* _YOUR INSTRUCTIONS_: In the data below, the answer is the run of lines from the line containing "the hanging garment" through the line containing "the black sign", both included; print it exactly and nothing else.

* _GIVEN RECORDS_:
══════════════════════════════

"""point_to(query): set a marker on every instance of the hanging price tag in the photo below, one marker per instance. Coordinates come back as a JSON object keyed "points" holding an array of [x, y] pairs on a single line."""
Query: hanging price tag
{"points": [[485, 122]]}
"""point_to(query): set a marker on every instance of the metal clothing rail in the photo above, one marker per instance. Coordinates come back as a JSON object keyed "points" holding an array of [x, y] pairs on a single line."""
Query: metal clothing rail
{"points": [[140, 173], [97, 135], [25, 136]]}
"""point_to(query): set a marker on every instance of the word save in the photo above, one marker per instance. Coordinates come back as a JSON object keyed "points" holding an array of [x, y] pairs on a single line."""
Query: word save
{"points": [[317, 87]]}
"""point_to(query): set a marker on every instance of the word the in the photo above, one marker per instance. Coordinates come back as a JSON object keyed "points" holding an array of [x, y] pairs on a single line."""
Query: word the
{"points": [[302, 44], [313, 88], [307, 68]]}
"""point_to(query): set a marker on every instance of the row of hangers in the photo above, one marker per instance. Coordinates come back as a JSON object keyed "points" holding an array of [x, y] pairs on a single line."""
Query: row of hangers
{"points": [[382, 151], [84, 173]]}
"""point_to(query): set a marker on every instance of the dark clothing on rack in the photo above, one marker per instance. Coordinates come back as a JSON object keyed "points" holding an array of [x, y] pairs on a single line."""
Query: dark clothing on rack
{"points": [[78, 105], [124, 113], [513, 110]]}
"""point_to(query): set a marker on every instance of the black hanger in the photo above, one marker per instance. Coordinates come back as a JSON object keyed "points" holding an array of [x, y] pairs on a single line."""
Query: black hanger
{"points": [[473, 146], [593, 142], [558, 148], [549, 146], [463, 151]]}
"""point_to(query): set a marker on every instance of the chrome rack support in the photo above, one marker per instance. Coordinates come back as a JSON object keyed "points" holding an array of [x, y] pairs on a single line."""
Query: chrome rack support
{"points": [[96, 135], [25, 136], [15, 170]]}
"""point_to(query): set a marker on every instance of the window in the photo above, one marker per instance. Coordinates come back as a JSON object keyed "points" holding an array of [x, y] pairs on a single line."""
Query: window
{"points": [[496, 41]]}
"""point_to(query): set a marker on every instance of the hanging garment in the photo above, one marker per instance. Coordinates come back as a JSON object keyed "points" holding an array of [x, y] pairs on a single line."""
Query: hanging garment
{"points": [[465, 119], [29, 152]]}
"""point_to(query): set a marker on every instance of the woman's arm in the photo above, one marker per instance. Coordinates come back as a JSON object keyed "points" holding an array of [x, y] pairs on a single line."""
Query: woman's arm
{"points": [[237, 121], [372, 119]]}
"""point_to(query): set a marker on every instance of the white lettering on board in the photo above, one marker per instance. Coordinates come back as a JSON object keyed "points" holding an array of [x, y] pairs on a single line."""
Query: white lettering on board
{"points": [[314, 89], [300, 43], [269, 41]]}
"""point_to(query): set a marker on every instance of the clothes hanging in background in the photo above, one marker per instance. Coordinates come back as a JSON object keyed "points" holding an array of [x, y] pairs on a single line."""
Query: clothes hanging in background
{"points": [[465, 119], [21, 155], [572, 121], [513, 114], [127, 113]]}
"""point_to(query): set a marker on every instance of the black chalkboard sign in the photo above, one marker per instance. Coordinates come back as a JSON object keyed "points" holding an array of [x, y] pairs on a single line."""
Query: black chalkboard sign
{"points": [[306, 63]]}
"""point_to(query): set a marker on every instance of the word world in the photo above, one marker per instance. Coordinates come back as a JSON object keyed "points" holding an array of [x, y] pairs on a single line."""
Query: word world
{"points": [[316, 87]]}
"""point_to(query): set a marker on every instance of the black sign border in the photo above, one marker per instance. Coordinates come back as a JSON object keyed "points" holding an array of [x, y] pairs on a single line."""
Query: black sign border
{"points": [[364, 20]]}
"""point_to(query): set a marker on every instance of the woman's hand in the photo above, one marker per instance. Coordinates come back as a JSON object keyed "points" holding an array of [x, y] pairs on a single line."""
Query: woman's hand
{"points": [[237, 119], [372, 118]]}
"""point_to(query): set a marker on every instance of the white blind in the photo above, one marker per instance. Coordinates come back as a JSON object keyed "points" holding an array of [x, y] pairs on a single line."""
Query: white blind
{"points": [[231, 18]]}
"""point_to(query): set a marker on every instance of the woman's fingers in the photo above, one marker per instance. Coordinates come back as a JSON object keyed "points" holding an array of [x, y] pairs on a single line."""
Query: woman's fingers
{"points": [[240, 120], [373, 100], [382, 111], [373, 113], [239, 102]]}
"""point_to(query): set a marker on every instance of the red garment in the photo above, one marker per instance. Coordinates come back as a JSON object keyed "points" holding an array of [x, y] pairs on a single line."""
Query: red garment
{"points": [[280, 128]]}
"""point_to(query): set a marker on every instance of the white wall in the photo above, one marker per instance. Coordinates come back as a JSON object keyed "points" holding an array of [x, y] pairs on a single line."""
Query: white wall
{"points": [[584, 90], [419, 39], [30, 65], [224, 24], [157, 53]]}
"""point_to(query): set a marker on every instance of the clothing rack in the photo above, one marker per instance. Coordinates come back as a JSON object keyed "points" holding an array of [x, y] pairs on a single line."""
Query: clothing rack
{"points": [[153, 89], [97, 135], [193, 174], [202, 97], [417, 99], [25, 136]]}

══════════════════════════════

* _YOUR RESPONSE_:
"""point_to(query): set a marker on every instance of the hanging garment in the photo above, one marker per instance. Coordinates come back as a JSON object keyed "points" holding an array of [x, y] pairs on a single line."""
Query: hanging garment
{"points": [[465, 119], [29, 152]]}
"""point_to(query): set a marker on every instance of the woman's arm in the photo above, one marker per instance. Coordinates come back as a JSON object keyed "points" holding an array of [x, y] pairs on a single line."""
Query: woman's arm
{"points": [[237, 121], [372, 119]]}
"""point_to(query): set a marker on every instance of the white lettering on board in the photo above, one marker per instance. Coordinates come back as a JSON object keyed "points" holding an array of [x, y] pairs on a single line."""
Query: white lettering on board
{"points": [[314, 89], [300, 43], [269, 41]]}
"""point_to(query): set a marker on every instance of the clothes hanging in background in the photo above, one marker per instance. Coordinates come back as a JSON object keyed "points" holding an array of [x, y] pairs on a single line."""
Query: clothes hanging in background
{"points": [[465, 119], [21, 155], [572, 121], [513, 114], [127, 113]]}
"""point_to(query): set a marker on every instance of the black chalkboard sign in the photo above, one marker per instance. Coordinates come back as a JSON object keyed "points" holding an array of [x, y] pairs on a single line."""
Query: black chalkboard sign
{"points": [[306, 63]]}
"""point_to(query): set a marker on every instance of the word world in the photo above, one marker per instance. Coordinates come back as a JSON object keyed "points" holding an array of [x, y] pairs on a single line."""
Query: word world
{"points": [[316, 87]]}
"""point_to(query): set a marker on every instance of the black sign border in the photo above, one marker per instance. Coordinates come back as a JSON object keyed "points" holding an array of [x, y] pairs on a single line."""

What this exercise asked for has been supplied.